Only a number is required: how many lines of the material contain the string "deck".

Segment Open

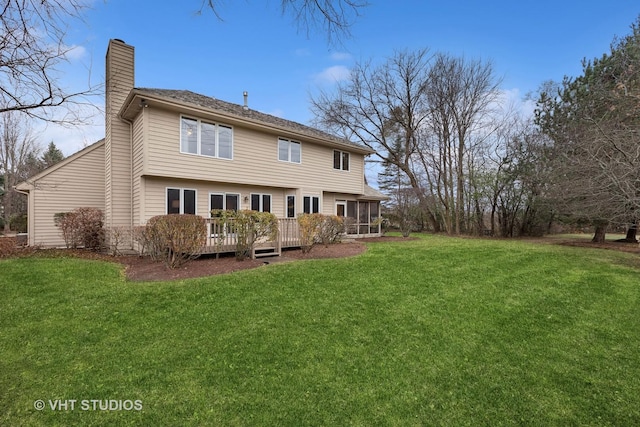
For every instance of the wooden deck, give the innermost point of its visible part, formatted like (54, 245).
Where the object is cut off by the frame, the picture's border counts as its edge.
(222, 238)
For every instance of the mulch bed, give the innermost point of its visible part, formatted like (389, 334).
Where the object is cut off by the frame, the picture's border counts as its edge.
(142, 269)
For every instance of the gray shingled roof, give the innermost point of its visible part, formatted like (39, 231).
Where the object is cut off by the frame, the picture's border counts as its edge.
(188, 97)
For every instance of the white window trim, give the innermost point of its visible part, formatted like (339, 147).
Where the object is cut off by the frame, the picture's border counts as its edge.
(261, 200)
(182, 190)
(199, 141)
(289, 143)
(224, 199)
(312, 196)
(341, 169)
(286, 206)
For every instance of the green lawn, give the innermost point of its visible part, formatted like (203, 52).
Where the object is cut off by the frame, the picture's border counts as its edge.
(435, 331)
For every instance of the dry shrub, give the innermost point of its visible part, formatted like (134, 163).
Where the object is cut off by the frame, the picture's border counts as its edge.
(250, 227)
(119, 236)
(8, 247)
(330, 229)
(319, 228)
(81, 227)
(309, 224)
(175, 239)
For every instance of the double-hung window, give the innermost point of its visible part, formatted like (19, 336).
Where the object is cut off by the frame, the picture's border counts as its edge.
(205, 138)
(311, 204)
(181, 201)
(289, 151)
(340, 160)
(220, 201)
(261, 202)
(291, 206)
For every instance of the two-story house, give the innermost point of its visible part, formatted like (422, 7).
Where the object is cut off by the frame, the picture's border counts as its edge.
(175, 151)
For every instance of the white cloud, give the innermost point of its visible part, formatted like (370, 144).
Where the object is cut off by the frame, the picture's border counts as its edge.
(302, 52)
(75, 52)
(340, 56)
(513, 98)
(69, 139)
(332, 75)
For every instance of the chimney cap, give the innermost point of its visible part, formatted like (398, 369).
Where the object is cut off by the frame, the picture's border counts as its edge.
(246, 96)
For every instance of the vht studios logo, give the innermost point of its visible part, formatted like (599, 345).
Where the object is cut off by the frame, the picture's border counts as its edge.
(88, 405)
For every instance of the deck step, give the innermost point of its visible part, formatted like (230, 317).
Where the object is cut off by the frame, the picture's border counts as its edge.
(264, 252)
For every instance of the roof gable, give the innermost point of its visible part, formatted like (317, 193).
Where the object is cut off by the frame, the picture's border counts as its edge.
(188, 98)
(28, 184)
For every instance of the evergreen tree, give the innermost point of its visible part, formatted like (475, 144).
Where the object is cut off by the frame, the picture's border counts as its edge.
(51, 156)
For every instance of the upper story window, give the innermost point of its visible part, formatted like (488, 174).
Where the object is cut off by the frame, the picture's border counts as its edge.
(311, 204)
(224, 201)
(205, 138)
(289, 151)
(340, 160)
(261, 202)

Segment Closed
Segment Open

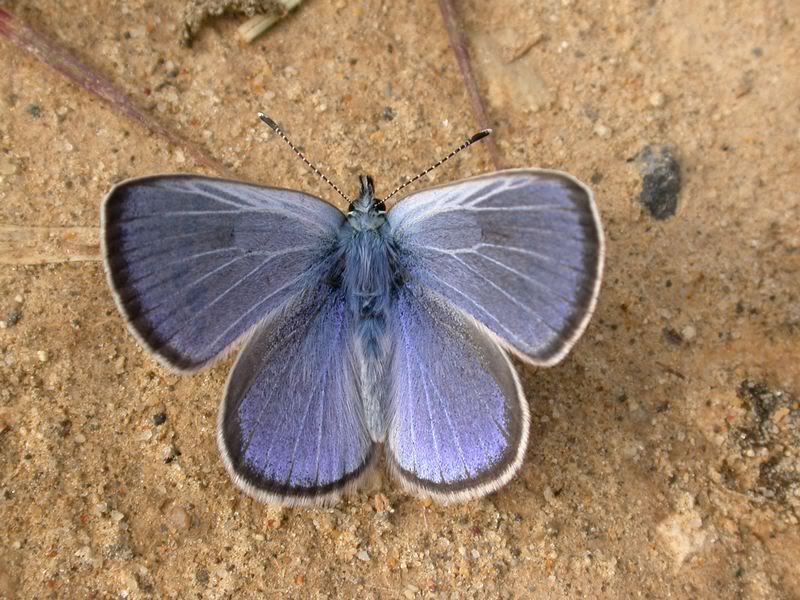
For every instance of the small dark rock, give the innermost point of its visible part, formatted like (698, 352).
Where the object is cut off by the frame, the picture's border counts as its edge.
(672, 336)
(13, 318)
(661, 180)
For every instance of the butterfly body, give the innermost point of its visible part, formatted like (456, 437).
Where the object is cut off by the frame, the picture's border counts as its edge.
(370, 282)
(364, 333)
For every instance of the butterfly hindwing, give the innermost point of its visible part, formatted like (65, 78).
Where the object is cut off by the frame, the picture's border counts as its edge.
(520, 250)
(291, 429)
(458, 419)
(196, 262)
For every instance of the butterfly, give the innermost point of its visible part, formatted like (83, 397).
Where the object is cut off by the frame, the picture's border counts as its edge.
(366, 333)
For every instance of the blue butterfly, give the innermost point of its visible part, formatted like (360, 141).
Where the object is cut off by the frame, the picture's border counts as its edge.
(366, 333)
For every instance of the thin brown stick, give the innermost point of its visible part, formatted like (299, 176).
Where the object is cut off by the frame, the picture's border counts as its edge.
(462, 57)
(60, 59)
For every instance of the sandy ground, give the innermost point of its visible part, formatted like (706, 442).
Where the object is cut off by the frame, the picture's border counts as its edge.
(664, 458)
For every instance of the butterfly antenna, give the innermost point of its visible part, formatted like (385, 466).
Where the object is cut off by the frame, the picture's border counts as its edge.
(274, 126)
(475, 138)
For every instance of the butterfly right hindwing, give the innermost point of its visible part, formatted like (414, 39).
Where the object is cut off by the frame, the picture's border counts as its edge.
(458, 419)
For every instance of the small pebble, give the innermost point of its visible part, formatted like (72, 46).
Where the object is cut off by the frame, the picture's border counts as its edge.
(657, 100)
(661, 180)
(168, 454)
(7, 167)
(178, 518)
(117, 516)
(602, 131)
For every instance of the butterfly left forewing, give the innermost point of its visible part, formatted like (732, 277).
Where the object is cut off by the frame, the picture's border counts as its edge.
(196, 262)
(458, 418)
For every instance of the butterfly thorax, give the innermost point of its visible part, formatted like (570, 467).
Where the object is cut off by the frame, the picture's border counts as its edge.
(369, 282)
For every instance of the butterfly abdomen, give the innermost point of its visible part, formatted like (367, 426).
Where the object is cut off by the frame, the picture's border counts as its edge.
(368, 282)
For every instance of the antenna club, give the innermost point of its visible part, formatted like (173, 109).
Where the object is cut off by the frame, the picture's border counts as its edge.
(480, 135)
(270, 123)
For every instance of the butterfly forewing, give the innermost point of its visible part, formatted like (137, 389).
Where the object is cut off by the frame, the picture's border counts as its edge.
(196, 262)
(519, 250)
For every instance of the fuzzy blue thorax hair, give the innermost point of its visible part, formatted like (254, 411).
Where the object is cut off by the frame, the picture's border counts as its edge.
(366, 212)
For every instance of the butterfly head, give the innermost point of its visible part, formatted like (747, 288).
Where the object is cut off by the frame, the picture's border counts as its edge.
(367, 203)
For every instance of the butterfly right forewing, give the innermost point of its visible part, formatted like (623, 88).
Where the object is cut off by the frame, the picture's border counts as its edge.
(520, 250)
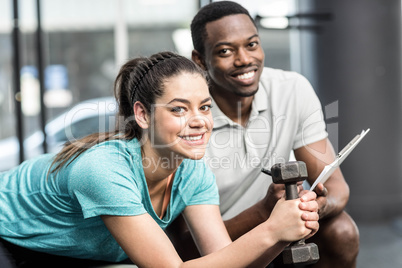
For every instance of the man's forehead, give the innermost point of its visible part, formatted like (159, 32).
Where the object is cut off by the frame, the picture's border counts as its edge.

Segment Closed

- **Task solution**:
2